=== Data provided ===
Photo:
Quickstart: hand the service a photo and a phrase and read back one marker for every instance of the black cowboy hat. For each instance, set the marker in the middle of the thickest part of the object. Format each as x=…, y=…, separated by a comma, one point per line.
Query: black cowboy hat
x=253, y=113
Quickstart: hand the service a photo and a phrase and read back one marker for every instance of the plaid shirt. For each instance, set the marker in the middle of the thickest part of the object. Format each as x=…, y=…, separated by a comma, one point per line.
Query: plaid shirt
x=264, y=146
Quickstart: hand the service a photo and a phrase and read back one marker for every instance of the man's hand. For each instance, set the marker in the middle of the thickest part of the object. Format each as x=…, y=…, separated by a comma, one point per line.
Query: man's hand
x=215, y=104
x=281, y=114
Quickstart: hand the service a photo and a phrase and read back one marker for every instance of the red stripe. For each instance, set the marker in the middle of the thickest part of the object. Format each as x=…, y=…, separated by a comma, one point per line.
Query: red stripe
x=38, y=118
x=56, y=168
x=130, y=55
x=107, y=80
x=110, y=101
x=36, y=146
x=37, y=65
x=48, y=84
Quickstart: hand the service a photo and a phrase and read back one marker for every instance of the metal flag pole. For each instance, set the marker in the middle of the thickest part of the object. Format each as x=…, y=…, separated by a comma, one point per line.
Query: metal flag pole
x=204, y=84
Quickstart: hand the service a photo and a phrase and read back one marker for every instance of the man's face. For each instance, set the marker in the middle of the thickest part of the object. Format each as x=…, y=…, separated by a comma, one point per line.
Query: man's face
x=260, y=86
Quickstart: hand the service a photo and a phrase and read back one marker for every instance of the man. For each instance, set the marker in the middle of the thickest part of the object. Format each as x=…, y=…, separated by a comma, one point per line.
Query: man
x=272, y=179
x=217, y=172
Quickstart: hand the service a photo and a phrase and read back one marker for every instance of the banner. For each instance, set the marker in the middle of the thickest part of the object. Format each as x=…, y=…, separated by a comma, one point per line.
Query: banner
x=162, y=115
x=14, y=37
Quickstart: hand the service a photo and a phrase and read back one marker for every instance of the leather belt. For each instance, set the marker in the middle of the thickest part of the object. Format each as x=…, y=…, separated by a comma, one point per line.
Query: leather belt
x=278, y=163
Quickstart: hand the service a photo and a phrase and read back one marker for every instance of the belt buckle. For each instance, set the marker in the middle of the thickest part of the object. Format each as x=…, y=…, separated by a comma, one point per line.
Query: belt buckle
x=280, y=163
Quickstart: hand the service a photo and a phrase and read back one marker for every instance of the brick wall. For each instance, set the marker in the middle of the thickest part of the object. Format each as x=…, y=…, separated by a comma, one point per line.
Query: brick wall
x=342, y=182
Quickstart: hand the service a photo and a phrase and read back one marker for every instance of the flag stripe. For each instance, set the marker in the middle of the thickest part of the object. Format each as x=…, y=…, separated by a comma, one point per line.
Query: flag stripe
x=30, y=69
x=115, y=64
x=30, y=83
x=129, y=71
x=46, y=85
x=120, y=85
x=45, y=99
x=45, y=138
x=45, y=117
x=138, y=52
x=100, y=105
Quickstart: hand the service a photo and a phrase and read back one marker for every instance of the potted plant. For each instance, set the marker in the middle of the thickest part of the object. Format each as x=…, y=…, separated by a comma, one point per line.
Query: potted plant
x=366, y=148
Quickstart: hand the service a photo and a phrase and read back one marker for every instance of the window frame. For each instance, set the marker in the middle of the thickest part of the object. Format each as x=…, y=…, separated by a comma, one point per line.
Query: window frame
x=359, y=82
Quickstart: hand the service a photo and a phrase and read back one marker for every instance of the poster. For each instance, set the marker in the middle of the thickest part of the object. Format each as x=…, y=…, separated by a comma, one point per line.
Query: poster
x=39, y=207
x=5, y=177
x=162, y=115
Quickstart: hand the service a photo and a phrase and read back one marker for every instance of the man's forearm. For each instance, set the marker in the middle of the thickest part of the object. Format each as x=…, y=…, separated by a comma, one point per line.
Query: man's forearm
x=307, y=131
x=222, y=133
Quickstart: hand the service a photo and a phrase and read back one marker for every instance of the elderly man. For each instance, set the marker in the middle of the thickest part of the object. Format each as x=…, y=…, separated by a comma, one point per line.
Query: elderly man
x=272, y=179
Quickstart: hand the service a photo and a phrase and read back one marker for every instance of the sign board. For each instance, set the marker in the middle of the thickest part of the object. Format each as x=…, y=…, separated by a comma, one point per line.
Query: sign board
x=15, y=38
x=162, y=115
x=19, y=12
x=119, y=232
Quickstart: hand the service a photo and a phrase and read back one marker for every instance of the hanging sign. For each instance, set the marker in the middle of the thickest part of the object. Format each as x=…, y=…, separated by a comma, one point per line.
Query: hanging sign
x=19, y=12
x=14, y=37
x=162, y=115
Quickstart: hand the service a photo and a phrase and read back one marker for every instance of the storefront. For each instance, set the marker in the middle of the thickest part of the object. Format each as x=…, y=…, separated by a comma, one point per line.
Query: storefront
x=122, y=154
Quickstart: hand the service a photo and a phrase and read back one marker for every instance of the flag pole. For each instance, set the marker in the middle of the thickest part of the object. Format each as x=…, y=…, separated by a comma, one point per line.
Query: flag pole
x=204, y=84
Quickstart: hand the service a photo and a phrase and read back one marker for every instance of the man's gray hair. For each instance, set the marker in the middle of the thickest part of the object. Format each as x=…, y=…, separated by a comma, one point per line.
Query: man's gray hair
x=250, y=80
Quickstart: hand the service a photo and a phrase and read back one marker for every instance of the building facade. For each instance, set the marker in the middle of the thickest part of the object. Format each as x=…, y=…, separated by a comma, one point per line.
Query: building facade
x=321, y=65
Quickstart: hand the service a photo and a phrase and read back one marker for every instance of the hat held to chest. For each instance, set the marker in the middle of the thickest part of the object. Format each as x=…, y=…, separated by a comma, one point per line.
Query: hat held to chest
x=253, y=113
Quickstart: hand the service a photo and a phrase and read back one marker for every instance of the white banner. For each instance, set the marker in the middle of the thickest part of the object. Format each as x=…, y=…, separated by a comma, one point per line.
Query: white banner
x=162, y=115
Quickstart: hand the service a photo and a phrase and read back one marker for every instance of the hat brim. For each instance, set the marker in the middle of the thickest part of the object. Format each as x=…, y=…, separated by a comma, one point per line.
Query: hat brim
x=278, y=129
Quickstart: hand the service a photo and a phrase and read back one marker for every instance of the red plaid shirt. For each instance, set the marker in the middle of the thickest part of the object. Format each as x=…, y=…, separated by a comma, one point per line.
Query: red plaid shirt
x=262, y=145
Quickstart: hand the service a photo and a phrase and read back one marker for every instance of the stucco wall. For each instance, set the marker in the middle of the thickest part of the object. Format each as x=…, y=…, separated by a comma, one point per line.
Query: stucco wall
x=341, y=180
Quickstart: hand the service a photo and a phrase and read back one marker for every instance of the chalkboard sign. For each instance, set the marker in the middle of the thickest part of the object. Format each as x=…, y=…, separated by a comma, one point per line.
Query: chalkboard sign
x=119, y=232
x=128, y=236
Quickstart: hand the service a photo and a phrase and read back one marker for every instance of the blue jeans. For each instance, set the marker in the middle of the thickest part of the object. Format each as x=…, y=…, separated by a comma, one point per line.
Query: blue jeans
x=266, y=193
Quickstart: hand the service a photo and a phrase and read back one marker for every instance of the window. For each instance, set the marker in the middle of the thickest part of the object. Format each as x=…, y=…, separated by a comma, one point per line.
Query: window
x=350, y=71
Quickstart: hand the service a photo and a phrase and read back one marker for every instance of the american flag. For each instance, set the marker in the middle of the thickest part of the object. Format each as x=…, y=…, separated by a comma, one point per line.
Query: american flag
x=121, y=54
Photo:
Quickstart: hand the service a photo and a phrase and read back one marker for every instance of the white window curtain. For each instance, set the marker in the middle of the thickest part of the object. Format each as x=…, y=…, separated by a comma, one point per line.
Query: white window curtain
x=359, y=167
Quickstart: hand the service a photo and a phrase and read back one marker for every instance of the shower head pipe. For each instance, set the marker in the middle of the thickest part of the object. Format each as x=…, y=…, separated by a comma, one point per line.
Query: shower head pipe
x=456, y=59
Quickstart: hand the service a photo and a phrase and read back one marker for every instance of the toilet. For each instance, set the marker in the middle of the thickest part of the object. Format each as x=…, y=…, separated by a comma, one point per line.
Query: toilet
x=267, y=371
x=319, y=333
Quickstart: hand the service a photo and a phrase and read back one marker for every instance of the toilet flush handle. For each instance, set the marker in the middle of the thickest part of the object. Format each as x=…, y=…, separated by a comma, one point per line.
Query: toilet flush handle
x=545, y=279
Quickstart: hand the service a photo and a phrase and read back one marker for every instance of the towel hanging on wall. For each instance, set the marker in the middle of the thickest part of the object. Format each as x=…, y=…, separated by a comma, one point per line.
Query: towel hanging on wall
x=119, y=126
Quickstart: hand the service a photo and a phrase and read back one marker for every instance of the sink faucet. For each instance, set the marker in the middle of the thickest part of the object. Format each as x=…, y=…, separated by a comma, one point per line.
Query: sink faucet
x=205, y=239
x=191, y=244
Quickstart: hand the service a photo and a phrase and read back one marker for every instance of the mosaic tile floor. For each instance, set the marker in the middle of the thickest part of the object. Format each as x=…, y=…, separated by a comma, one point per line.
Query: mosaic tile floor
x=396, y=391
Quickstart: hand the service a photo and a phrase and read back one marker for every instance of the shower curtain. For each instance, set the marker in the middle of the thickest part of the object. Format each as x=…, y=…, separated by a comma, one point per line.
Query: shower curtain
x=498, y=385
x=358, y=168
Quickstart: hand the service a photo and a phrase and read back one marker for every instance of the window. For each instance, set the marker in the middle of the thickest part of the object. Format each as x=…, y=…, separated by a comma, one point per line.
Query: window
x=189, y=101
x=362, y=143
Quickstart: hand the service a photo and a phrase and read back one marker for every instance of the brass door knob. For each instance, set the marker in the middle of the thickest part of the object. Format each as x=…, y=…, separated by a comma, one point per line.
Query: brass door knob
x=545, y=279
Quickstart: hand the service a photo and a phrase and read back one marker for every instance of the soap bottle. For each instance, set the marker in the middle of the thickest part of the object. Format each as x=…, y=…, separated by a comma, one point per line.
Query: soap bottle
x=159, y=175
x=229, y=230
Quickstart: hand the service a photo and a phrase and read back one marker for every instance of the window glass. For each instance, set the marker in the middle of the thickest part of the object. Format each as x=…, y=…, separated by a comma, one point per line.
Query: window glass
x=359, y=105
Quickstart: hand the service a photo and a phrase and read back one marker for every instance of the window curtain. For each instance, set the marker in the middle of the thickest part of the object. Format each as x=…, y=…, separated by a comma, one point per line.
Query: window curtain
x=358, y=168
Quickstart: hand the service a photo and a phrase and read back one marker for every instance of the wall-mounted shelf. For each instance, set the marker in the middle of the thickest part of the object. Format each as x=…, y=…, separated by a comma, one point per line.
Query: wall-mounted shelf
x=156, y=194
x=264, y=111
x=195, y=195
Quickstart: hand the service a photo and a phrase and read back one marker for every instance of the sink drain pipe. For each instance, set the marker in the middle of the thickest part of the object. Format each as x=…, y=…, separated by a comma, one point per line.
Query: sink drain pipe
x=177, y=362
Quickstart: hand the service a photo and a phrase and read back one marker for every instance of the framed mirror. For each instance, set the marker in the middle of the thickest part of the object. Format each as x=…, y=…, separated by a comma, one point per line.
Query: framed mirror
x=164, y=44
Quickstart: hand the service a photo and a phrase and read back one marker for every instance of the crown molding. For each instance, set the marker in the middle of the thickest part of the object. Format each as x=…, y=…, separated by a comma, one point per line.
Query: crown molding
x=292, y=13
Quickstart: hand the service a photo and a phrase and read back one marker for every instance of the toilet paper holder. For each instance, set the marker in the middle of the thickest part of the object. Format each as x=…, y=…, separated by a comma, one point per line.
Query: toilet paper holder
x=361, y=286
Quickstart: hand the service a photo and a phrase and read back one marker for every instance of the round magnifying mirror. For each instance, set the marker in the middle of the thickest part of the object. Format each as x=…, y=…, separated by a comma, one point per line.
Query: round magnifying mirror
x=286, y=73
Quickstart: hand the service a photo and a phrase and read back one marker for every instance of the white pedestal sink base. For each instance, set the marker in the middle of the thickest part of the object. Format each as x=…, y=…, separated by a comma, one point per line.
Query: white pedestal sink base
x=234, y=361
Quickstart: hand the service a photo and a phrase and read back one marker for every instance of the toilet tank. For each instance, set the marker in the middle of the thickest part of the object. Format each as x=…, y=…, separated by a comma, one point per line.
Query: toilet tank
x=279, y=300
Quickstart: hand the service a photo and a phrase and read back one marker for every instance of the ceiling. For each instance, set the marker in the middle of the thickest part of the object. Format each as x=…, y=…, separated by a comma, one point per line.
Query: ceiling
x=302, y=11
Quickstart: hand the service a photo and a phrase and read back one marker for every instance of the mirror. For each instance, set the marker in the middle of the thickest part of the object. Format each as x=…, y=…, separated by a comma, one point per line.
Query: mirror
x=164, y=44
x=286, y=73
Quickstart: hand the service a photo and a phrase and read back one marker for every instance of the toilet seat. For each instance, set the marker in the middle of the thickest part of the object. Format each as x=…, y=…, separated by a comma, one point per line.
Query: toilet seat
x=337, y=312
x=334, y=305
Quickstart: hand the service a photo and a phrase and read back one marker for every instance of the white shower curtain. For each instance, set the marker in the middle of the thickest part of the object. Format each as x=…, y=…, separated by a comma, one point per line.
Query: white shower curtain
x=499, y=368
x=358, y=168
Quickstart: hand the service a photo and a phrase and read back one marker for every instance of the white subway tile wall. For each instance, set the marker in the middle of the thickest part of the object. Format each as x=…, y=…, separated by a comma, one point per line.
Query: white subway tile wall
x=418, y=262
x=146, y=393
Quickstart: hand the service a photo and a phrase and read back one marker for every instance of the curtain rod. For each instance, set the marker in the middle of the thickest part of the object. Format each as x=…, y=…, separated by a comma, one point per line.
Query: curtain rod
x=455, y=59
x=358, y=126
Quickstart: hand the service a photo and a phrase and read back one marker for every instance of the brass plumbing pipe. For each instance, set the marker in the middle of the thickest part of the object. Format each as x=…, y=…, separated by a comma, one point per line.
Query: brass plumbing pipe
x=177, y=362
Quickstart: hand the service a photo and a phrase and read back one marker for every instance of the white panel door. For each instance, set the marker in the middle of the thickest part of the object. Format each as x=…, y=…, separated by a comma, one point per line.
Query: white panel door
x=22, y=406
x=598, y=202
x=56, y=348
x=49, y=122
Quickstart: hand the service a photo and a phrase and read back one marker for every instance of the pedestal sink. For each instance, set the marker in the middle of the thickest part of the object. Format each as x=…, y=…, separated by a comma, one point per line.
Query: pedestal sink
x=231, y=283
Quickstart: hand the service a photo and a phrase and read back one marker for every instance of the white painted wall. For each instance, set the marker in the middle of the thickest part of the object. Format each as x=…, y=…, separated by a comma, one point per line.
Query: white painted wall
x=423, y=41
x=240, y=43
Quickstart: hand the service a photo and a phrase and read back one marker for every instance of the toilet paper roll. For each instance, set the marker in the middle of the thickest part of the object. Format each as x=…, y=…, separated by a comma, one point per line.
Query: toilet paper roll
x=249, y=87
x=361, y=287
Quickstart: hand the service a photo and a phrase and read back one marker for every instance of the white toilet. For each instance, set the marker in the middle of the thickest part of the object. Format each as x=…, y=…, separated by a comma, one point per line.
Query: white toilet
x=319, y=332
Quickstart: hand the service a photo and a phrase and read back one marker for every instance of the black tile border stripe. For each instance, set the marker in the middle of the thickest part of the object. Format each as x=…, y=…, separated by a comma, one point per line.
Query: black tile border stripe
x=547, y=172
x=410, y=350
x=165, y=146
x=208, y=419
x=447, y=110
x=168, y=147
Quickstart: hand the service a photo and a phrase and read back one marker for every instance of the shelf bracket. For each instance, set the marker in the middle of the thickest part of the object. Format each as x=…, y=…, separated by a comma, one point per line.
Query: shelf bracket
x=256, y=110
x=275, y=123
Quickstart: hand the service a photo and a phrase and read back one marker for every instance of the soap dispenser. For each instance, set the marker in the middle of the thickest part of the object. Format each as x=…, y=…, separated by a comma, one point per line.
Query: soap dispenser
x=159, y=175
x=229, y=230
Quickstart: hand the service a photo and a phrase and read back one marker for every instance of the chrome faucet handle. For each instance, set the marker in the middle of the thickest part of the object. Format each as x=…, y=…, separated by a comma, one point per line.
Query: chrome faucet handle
===
Return, please, the lines of the data from the first through the line containing "the man's hand.", both kept, exactly as they stand and nothing more.

→ **Result of this exercise**
Photo:
Quickstart: hand the service a photo and a phrase and read back one marker for every instance of the black cowboy hat. For each instance, set the marker in the middle of the thickest part of the object. Format each as x=…, y=…, separated by a comma, one point per line.
Query: black cowboy hat
x=253, y=113
Quickstart: hand the service a photo and a phrase and read back one marker for every instance of the plaid shirt. For each instance, set the marker in the middle of the thickest part of the object. Format each as x=…, y=…, separated by a comma, one point per line.
Query: plaid shirt
x=264, y=146
Quickstart: hand the service a photo and a phrase and read back one marker for every instance of the man's hand. For each instance, set the marker in the middle of the thickest part of the object. Format each as x=…, y=…, separated by a comma, one point per line.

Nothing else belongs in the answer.